Give every entry again, word for word and in full.

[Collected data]
::::

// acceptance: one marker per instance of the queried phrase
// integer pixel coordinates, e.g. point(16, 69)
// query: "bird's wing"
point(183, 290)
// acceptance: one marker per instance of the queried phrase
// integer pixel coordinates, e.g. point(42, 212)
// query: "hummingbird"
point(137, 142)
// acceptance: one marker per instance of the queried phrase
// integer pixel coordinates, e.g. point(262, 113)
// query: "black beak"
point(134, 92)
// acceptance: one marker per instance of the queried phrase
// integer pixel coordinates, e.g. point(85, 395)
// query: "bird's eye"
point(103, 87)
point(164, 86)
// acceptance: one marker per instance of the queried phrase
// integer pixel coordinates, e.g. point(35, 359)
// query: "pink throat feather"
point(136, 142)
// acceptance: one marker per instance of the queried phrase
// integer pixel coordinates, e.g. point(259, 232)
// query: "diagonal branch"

::::

Complete response |
// acceptance: one marker per instance of the queried phrase
// integer pixel coordinates, e.g. point(16, 69)
// query: "bird's wing"
point(183, 290)
// acceptance: one marker per instance of the queried phrase
// integer pixel coordinates, e.g. point(42, 212)
// query: "hummingbird"
point(137, 142)
// acceptance: one marker per instance of the queried phrase
// integer pixel coordinates, e.g. point(262, 113)
// query: "black beak"
point(134, 92)
// acceptance: one marker per instance of the queried phrase
// integer pixel coordinates, e.g. point(85, 395)
// query: "bird's eye"
point(103, 87)
point(164, 86)
// acceptance: one marker per instance of the queried phrase
// integer pixel coordinates, e.g. point(35, 359)
// query: "pink throat feather"
point(136, 142)
// acceptance: one marker per instance of the queried phrase
// integer pixel coordinates, e.g. point(259, 232)
// query: "diagonal branch"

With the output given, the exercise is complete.